→ **Page**:
Office Hours: http://computing.southern.edu/halterman/General/OfficeHours


Course Venue

HSC 3115    MWF 8:00–8:50 am
HSC 1303    W 1:00–3:30 pm


Textbook

Halterman, Richard L. Fundamentals of C++ Programming. 2017.


Prerequisite

Math ACT ≥ 22 or Math SAT ≥ 520 or MATH 116 College Algebra, or permission of instructor


Purpose

Catalog description:

CPTR 124. Fundamentals of Programming (G-1) 4 hours
Prerequisite: Math ACT ≥ 22 or Math SAT ≥ 520 or MATH 116 or permission of instructor.
Control structures, data types, data representation, compiling, debugging, modularity, and standard programming algorithms are introduced, using an object oriented language. Three hours of lecture and three hours of laboratory each week.

This course has three objectives:

  1. to develop the ability to correctly analyze a variety of problems and generate appropriate algorithmic solutions
  2. to explore the syntax and usage of the C++ programming language as a means of accomplishing the first objective
  3. to examine the software development environment and associated tools.


Class Requirements and Grading

Class Work. The following class activities, weighted as indicated, determine the student's overall average for the course.

Activity Weight
Participation 10%
Quizzes 10%
Assignments 20%
Test 1 20%
Test 2 20%
Final Examination 20%

Grade Distribution. The overall average determines the course grade according to the following table:

Overall Average
(avg)
Letter
Grade
92 ≤ avg A
90 ≤ avg < 92   A–
88 ≤ avg < 90   B+
82 ≤ avg < 88 B
80 ≤ avg < 82   B–
78 ≤ avg < 80   C+
70 ≤ avg < 78 C
60 ≤ avg < 70   C–
58 ≤ avg < 60   D+
52 ≤ avg < 58 D
50 ≤ avg < 52  D–
avg < 50 F

CPTR 124 Fundamentals of Programming is a 4-hour course that includes an integrated laboratory component. As indicated above, the lab assignments contribute to the overall course grade.

Remarks

Laboratories and assignments. Attendance at laboratory sessions is required as this is a four credit-hour course. All lab assignments are due at the designated time and date. Late assignments will be penalized.

→ **Data entries**:
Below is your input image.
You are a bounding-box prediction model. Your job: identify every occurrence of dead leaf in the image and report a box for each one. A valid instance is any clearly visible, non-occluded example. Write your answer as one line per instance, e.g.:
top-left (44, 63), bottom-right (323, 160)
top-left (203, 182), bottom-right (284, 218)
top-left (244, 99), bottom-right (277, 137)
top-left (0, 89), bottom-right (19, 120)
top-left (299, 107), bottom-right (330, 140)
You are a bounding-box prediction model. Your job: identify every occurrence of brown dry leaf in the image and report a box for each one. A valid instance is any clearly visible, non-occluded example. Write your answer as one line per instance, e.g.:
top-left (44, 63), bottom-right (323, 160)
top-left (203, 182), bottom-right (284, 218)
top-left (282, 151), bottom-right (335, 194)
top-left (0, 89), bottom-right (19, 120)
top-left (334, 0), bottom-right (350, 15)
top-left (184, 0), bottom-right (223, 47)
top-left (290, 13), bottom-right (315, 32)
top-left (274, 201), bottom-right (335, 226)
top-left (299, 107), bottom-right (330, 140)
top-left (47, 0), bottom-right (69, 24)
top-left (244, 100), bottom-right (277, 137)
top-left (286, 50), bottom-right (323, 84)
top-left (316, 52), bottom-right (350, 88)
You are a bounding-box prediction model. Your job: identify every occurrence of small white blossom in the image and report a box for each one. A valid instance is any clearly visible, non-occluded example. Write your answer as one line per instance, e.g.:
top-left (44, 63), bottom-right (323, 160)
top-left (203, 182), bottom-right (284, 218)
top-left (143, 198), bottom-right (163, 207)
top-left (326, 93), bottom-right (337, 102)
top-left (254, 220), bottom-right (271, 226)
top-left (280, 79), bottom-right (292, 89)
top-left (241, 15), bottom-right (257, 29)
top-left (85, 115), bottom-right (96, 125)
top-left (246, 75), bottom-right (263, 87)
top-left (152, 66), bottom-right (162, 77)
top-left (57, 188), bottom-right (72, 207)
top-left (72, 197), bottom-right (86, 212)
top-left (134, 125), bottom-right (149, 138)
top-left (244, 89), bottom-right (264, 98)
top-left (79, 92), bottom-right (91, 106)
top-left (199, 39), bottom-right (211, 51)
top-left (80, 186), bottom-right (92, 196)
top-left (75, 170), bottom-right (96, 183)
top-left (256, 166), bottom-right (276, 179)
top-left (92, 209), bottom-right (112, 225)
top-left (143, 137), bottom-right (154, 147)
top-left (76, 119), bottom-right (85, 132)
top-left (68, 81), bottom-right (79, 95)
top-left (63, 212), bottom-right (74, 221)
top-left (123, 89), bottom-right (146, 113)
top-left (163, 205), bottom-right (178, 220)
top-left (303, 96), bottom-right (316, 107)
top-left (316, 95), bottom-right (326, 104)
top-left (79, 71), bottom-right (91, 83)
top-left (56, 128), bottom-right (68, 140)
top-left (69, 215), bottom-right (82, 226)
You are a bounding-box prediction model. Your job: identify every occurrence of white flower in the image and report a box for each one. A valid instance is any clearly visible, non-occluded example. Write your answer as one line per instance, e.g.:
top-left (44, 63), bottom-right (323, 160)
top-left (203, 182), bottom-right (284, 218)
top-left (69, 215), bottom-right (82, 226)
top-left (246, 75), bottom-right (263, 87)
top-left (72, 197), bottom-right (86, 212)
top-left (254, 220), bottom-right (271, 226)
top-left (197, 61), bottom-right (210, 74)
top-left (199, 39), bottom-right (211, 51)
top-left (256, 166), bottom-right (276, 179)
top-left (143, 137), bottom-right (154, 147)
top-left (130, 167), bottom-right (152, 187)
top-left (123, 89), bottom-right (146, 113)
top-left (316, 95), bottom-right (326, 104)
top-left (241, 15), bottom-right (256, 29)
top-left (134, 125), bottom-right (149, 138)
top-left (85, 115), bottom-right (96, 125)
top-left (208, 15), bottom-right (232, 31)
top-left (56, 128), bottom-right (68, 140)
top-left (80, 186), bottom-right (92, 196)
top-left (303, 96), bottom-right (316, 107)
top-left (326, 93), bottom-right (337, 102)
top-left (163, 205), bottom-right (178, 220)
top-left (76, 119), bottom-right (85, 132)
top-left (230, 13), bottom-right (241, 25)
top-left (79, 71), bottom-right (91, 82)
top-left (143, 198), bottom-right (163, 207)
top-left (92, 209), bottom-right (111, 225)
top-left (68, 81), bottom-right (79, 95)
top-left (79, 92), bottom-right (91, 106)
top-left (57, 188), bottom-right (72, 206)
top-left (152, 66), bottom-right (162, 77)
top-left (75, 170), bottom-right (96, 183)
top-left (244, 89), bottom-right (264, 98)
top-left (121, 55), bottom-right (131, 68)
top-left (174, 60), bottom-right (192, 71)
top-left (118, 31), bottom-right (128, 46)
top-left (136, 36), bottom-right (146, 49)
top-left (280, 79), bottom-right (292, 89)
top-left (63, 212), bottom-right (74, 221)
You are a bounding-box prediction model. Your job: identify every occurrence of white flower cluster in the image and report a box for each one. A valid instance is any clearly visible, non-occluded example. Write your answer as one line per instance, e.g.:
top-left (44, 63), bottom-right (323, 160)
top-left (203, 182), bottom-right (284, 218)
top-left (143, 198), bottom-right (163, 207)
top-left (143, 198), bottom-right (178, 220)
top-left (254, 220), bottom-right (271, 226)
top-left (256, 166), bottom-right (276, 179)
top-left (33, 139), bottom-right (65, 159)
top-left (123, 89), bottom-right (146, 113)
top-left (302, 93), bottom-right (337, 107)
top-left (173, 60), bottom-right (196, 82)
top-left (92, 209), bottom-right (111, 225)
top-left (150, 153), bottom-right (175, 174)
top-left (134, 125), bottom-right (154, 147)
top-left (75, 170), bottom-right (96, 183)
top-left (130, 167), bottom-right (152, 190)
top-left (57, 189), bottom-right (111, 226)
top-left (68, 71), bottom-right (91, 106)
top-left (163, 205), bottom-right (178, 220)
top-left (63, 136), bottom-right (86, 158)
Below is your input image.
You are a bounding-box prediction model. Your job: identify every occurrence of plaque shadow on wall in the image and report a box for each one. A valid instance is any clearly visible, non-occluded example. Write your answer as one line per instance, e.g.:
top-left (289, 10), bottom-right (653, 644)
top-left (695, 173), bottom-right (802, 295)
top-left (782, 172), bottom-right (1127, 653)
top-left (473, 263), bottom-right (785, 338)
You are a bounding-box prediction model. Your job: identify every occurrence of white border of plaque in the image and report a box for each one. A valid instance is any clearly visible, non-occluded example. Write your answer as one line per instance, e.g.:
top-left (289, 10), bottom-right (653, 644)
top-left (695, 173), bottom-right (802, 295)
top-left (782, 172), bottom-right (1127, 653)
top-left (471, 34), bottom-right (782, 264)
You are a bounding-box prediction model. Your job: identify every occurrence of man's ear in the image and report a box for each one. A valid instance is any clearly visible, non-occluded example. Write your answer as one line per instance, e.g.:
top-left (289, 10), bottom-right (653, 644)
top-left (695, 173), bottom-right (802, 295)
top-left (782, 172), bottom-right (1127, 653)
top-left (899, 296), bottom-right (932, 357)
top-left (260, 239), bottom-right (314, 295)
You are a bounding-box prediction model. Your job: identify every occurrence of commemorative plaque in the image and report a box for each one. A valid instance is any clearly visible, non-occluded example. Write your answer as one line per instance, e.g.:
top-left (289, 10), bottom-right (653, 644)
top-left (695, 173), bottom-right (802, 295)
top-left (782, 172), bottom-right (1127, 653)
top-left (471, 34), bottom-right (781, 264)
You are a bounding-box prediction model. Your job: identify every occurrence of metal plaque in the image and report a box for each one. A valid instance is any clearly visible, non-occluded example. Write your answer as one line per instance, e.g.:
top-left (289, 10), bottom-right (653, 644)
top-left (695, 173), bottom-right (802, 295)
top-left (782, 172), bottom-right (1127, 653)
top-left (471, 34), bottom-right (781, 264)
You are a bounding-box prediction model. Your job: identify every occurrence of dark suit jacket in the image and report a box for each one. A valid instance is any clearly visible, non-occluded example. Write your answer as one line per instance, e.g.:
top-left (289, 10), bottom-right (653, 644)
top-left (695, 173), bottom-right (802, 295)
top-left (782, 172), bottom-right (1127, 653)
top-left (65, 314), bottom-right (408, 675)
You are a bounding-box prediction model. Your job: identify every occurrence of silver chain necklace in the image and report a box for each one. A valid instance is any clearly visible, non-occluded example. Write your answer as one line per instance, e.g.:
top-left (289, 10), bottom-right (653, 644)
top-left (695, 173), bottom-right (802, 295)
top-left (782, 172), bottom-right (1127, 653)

→ **Complete the following**:
**a)** Reproduce the syllabus from "CPTR 124 Fundamentals" up to and including "overall course grade.", swapping "integrated" out for "embedded".
**b)** Translate this sentence from the syllabus into Spanish: "All lab assignments are due at the designated time and date."
The records have no connection to the syllabus.

→ **In response**:
**a)**
CPTR 124 Fundamentals of Programming is a 4-hour course that includes an embedded laboratory component. As indicated above, the lab assignments contribute to the overall course grade.

**b)** Todas las tareas de laboratorio deben entregarse en la hora y la fecha designadas.